Data excerpts
=== Begin Enclosure ===

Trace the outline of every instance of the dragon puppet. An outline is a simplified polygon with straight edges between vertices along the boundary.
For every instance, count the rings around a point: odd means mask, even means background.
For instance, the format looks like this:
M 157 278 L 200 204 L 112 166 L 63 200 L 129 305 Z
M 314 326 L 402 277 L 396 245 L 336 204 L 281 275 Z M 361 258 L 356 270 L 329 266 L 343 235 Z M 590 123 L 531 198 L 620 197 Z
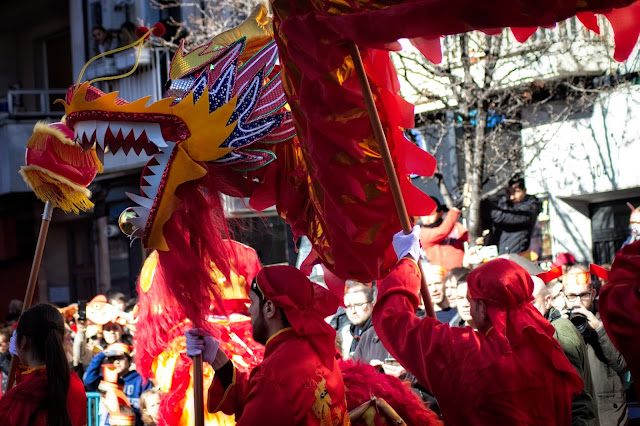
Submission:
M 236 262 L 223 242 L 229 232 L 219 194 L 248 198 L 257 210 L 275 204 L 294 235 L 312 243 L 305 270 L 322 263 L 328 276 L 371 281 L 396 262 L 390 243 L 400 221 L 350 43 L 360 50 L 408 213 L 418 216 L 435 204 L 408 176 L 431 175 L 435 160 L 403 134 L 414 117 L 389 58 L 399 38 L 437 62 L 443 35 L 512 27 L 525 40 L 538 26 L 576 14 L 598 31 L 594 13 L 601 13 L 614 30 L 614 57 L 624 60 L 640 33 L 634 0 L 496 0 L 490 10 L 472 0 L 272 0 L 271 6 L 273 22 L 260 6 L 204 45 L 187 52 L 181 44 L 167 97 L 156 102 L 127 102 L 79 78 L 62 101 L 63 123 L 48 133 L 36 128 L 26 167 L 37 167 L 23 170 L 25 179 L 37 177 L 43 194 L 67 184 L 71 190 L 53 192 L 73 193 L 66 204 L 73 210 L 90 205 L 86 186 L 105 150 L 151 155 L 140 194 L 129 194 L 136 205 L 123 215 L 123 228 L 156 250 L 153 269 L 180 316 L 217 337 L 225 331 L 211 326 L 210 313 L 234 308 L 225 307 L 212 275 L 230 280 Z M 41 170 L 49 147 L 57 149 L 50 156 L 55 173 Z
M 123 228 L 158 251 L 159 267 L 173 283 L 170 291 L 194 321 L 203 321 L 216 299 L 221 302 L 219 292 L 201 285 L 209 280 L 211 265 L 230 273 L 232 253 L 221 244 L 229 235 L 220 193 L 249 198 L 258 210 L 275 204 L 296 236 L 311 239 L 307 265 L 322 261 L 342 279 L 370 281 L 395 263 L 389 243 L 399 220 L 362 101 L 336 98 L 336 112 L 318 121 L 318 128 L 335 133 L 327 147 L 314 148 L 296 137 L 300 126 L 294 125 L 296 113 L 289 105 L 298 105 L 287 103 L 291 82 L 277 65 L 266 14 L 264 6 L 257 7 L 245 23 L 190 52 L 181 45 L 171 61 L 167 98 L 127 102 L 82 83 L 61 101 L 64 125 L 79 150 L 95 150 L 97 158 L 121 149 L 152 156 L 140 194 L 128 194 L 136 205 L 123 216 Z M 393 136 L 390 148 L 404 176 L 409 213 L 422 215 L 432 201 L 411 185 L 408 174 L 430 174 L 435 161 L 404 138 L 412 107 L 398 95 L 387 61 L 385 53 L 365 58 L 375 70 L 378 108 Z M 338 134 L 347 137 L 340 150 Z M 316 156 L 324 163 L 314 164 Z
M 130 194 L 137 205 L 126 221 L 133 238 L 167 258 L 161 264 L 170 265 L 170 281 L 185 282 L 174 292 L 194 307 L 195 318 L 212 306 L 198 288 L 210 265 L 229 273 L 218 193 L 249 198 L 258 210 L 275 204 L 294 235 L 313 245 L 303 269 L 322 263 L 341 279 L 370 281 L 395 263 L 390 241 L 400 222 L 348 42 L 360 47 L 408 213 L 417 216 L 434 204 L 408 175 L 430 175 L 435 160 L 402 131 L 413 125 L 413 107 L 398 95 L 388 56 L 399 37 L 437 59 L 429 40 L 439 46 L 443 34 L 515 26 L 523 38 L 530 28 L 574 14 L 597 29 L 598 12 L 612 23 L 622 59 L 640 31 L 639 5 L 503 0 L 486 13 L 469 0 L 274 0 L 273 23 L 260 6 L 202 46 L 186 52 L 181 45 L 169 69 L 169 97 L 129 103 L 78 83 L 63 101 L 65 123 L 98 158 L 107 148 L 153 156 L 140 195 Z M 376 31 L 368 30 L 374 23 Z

=== End Enclosure ===
=== Begin Enclosure ===

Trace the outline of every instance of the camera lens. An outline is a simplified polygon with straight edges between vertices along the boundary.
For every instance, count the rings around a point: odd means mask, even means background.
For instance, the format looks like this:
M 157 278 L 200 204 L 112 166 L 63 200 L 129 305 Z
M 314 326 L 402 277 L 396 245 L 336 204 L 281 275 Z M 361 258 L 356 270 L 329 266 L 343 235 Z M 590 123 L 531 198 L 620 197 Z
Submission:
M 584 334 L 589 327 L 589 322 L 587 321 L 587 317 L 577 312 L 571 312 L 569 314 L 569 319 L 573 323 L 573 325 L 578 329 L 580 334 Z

=== End Enclosure ===
=== Begin Enclosure ===

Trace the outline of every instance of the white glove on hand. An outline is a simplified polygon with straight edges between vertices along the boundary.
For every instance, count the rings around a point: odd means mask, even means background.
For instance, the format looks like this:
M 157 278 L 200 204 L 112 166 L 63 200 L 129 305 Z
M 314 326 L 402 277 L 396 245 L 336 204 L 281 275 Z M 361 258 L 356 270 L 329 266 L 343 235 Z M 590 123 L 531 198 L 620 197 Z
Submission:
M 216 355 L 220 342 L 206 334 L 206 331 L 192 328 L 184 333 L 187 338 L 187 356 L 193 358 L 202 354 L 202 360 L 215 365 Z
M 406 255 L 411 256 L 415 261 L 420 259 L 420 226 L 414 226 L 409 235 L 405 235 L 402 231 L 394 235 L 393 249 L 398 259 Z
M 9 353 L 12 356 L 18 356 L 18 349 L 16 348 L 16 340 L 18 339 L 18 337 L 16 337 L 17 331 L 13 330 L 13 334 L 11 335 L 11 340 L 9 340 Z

=== End Enclosure ===

- What you should do
Scan the data above for the string "vertices". Copy every line in which it appears.

- Written response
Trace the outline of every instance of the dragon puppet. An outline is a simplified polygon with straight edges between vertices along the boundary.
Trace the outline of every instance of the camera lens. An outline is a simplified polygon with straight edges between vertices along the boundary.
Trace the outline of every instance of the white glove on hand. An outline is a simplified polygon with straight edges between vertices along the boundary.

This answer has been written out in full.